## EXERCISE INPUT
* * * * * * *

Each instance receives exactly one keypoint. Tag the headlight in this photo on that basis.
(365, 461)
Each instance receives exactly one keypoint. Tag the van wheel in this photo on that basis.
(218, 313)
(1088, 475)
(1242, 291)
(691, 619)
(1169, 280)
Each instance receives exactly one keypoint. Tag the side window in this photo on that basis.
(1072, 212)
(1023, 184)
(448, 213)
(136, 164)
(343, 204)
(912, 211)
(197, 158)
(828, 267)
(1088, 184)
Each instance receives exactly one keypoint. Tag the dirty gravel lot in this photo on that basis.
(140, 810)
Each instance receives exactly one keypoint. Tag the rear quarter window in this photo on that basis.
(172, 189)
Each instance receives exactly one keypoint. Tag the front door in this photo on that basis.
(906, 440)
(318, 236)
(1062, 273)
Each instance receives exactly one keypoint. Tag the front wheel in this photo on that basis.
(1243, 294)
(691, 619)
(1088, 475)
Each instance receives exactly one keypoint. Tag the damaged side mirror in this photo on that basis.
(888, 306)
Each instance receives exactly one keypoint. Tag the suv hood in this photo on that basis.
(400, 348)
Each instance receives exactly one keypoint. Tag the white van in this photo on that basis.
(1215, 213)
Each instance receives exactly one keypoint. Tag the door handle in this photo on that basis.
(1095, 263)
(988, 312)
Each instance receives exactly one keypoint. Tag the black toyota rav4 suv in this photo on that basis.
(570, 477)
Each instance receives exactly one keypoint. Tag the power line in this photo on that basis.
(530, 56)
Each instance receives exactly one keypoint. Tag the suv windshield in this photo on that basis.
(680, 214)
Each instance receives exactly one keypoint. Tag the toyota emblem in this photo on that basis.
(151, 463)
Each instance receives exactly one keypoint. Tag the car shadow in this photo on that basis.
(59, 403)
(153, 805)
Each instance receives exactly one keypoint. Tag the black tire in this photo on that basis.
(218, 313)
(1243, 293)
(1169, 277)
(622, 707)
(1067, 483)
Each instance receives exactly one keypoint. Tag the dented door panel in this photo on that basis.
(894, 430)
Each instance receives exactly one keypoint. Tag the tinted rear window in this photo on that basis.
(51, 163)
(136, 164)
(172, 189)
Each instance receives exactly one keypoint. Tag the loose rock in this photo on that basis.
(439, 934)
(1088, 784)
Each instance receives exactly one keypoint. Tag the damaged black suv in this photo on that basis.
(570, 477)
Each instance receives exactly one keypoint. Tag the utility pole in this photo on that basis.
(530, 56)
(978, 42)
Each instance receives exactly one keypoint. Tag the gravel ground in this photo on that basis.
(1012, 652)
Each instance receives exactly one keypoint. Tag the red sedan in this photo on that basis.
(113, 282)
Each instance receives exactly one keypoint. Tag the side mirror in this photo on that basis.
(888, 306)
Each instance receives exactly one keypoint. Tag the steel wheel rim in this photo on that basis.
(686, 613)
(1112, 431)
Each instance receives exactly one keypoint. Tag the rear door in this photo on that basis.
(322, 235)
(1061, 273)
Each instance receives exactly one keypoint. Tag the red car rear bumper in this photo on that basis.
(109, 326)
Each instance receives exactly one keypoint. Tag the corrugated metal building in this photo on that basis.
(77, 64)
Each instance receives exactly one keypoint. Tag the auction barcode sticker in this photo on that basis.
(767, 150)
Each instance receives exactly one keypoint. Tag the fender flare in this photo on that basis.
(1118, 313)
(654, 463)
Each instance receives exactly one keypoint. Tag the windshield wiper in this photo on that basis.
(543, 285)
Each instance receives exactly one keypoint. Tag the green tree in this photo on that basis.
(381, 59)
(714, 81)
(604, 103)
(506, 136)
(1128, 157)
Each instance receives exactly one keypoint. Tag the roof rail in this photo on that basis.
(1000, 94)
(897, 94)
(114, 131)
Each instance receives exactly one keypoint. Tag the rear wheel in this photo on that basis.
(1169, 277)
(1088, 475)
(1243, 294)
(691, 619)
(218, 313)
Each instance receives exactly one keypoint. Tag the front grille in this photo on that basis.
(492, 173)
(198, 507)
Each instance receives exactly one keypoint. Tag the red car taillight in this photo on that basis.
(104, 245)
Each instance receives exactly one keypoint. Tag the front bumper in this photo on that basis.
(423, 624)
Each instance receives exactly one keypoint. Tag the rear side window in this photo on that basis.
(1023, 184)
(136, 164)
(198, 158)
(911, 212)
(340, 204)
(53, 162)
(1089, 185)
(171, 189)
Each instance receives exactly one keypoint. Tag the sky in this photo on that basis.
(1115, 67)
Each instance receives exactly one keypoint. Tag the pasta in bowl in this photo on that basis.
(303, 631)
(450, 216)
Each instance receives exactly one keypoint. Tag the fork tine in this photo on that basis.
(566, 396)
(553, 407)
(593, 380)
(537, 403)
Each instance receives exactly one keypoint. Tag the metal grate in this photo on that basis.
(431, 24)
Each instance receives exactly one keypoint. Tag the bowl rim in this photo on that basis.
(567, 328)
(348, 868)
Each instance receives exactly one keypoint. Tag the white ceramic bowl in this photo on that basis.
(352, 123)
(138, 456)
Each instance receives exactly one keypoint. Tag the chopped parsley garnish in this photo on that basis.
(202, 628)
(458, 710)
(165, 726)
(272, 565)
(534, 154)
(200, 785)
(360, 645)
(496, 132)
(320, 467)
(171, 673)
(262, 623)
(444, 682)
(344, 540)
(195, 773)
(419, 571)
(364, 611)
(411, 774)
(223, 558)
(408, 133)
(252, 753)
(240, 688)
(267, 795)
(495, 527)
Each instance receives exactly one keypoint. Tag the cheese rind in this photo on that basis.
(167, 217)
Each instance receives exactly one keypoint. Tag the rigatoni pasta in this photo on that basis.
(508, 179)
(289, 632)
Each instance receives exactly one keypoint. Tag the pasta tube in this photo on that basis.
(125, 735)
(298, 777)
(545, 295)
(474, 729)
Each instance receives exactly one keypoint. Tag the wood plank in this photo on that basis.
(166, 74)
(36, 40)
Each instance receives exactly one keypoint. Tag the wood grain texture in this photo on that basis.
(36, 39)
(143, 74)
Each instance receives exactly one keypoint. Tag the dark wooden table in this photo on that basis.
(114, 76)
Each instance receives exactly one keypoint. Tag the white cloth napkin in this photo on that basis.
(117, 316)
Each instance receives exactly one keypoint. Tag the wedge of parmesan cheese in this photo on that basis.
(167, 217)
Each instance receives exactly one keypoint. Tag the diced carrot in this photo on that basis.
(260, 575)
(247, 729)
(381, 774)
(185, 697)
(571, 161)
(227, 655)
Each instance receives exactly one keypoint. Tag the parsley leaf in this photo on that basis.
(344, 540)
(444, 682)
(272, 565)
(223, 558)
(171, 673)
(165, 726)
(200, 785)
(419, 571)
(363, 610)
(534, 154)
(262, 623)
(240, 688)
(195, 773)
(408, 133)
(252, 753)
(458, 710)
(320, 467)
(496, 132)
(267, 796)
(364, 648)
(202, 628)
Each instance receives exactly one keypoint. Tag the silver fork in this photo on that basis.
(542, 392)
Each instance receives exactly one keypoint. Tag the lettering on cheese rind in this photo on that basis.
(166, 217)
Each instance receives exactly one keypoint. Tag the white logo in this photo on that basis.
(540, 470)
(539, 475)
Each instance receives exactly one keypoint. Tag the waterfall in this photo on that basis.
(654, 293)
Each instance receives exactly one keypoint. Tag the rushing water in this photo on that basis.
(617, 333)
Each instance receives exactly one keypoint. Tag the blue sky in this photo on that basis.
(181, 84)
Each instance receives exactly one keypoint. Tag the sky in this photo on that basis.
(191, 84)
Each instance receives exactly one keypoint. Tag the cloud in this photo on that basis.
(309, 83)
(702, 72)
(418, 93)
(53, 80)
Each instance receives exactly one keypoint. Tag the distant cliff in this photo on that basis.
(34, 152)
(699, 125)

* * * * * * *

## TASK GOAL
The reply must present every entry, transcribed with its exact wording.

## RESULT FOR THIS TASK
Each instance receives exactly one keypoint. Tag the headlight in this photo on that basis.
(365, 461)
Each instance receives exactly one keypoint. Tag the van wheel in this photo on that basis.
(218, 313)
(1088, 475)
(1242, 291)
(691, 619)
(1169, 280)
Each instance receives exactly one keypoint. Tag the side window in this photo on that basis.
(1072, 212)
(1023, 184)
(448, 213)
(136, 164)
(343, 204)
(912, 211)
(197, 158)
(828, 267)
(1088, 184)
Each instance receives exactly one keypoint. Tag the dirty gravel lot in this photo on that basis.
(140, 810)
Each instance receives exactly one keypoint. Tag the rear quarter window in this photo on that basis.
(172, 189)
Each instance receives exactly one keypoint. Tag the front door in this photo on that basis.
(906, 440)
(318, 236)
(1062, 273)
Each instance receives exactly one keypoint. Tag the front wheel in this photo on that basis.
(1243, 294)
(691, 619)
(1088, 475)
Each instance receives exactly one keypoint. Tag the damaged side mirror in this photo on that basis.
(888, 306)
Each instance receives exactly one keypoint. Tag the suv hood in this photo on that basis.
(400, 348)
Each instance receives exactly one keypoint. Tag the white van in this photo on that basis.
(1215, 213)
Each instance receives exactly one keypoint. Tag the door handle in this photo on that basis.
(1095, 263)
(988, 312)
Each instance receives exactly one keypoint. Tag the black toyota rav4 suv in this photo on that basis.
(570, 477)
Each instance receives exactly one keypoint. Tag the power line in this photo on that basis.
(530, 56)
Each instance receives exactly one keypoint. Tag the suv windshield in this photo on that basis.
(680, 214)
Each instance receives exactly one keypoint. Tag the toyota emblem in this photo on that basis.
(151, 463)
Each instance receives exactly one keypoint. Tag the car shadow in this photo on that basis.
(59, 403)
(153, 805)
Each instance receives exactly one keypoint. Tag the black tire in this photo on that basis.
(218, 313)
(1243, 293)
(1169, 277)
(622, 707)
(1067, 483)
Each instance receives exactly one keypoint. Tag the dented door panel in this photo on that basis.
(894, 430)
Each instance receives exactly one keypoint. Tag the tinted rear window in this photo on that basis.
(51, 163)
(136, 164)
(172, 189)
Each instance receives exactly one keypoint. Tag the loose rock in this photo on that basis.
(439, 934)
(1088, 784)
Each instance receives exactly one keypoint. Tag the damaged black suv in this photo on that basis.
(570, 477)
Each instance receives exactly one keypoint. Tag the utility pole in this photo on that basis.
(530, 56)
(978, 42)
Each instance receives exactly one keypoint. Tag the gravel ground in this photo on that basis.
(1012, 652)
Each instance receives exactly one keypoint. Tag the red sedan in this photo on that basis.
(113, 282)
Each instance receives exactly one keypoint. Tag the side mirror in this photo on that basis.
(888, 306)
Each instance receives exactly one keypoint. Tag the steel wheel rim in this photo on that basis.
(686, 613)
(1112, 431)
Each instance receives exactly one keypoint. Tag the rear door in this photo on that basis.
(322, 235)
(1061, 273)
Each instance receives exactly one keypoint. Tag the red car rear bumper in this photo on that basis.
(109, 326)
Each instance receives exactly one keypoint. Tag the corrugated metal building in this photo on that basis.
(77, 64)
Each instance receives exactly one keypoint. Tag the auction barcode sticker in this photo on that basis.
(767, 150)
Each instance receives exactly one keypoint. Tag the fender flare in this photo on that basis.
(1118, 313)
(654, 463)
Each instance receives exactly one keypoint. Tag the windshield wiper in this photo on that basis.
(543, 285)
Each instance receives exactly one keypoint. Tag the green tree in this photo on that basis.
(381, 59)
(714, 81)
(604, 103)
(506, 136)
(1128, 157)
Each instance receives exactly one keypoint. Tag the roof rail in this photo on that basis.
(1000, 94)
(897, 94)
(114, 131)
Each instance receives exactly one keypoint. Tag the rear wheel in this photo on that basis.
(1169, 277)
(1088, 475)
(1243, 294)
(691, 619)
(218, 313)
Each instance receives exactly one keypoint. Tag the front grille in this photo on that basis.
(492, 173)
(198, 507)
Each instance receives exactly one keypoint. Tag the red car taillight in this photo on that basis.
(104, 245)
Each instance receives exactly one keypoint. Tag the front bumper in this photo on that basis.
(423, 624)
Each instance receives exactly one keypoint. Tag the rear side window in this photo on that basis.
(1023, 184)
(136, 164)
(198, 158)
(911, 212)
(340, 204)
(53, 162)
(1089, 185)
(171, 189)
Each instance receives exactly one keypoint. Tag the sky in this photo on that basis.
(1115, 67)
Each instance receives exactly one keypoint. Tag the pasta in bowl in this photo on that basis.
(303, 631)
(450, 216)
Each instance receives exactly one keypoint. Tag the fork tine in this photo on that basis.
(566, 396)
(553, 407)
(593, 380)
(537, 403)
Each instance receives exactly one keypoint. Tag the metal grate in this photo on that basis.
(431, 24)
Each instance receives exactly one keypoint. Tag the bowl rim in this photo on that basis.
(567, 328)
(348, 868)
Each instance receives exactly one keypoint. Tag the white ceramic bowl in this photo on that basis.
(352, 123)
(138, 456)
Each instance receives exactly one keypoint. Tag the chopped parsley garnish in this photo on that basis.
(202, 628)
(458, 710)
(165, 726)
(272, 565)
(534, 154)
(200, 785)
(360, 645)
(496, 132)
(320, 467)
(171, 673)
(262, 623)
(444, 682)
(344, 540)
(195, 773)
(419, 571)
(364, 611)
(411, 774)
(223, 558)
(408, 133)
(252, 753)
(240, 688)
(267, 795)
(495, 527)
Each instance receives exactly one keypoint. Tag the cheese rind in this photo on that basis.
(167, 217)
Each instance receives exactly one keypoint. Tag the rigatoni pasta in this photo on that basis.
(508, 179)
(289, 632)
Each instance receives exactly one keypoint. Tag the pasta tube in this photo on that basis.
(125, 735)
(298, 777)
(545, 295)
(474, 729)
Each instance receives exactly one keypoint. Tag the wood plank in this photo on that basis.
(166, 74)
(36, 40)
Each instance receives exactly one keypoint. Tag the wood grain texture in this photo on that basis.
(36, 39)
(143, 74)
Each instance receives exactly one keypoint. Tag the dark wooden table in this photo on that basis.
(114, 76)
Each instance receives exactly one keypoint. Tag the white cloth napkin in this photo on that basis.
(117, 316)
Each instance receives exactly one keypoint. Tag the wedge of parmesan cheese in this photo on that basis.
(167, 217)
Each instance receives exactly one keypoint. Tag the diced carrot in this photo on that basis.
(260, 575)
(247, 729)
(381, 774)
(185, 697)
(571, 161)
(227, 655)
Each instance receives exactly one keypoint. Tag the parsley leaf in this photo on that basis.
(344, 540)
(444, 682)
(272, 565)
(223, 558)
(171, 673)
(165, 726)
(200, 785)
(419, 571)
(363, 610)
(534, 154)
(262, 623)
(240, 688)
(195, 773)
(408, 133)
(252, 753)
(458, 710)
(320, 467)
(496, 132)
(267, 796)
(364, 648)
(202, 628)
Each instance receives exactly one keypoint. Tag the silver fork in this photo on that basis.
(542, 392)
Each instance receives exactly one keypoint. Tag the lettering on cheese rind in this photo on that basis.
(166, 217)
Each instance receives exactly one keypoint. Tag the white logo in this photo on that basis.
(540, 470)
(539, 475)
Each instance receives exactly one keypoint. Tag the waterfall in this photo on that basis.
(654, 293)
Each instance receives exactly one keypoint. Tag the rushing water in this photo on that basis.
(617, 333)
Each instance receives exactly one keypoint. Tag the blue sky in this photo on that basis.
(181, 84)
Each instance receives exactly one keypoint. Tag the sky in this photo on that basis.
(191, 84)
Each instance receives exactly one keypoint. Tag the cloud in this photo on that basis.
(309, 83)
(702, 72)
(418, 93)
(53, 80)
Each instance receives exactly one keypoint. Tag the distant cliff in this photo on that basis.
(34, 152)
(699, 125)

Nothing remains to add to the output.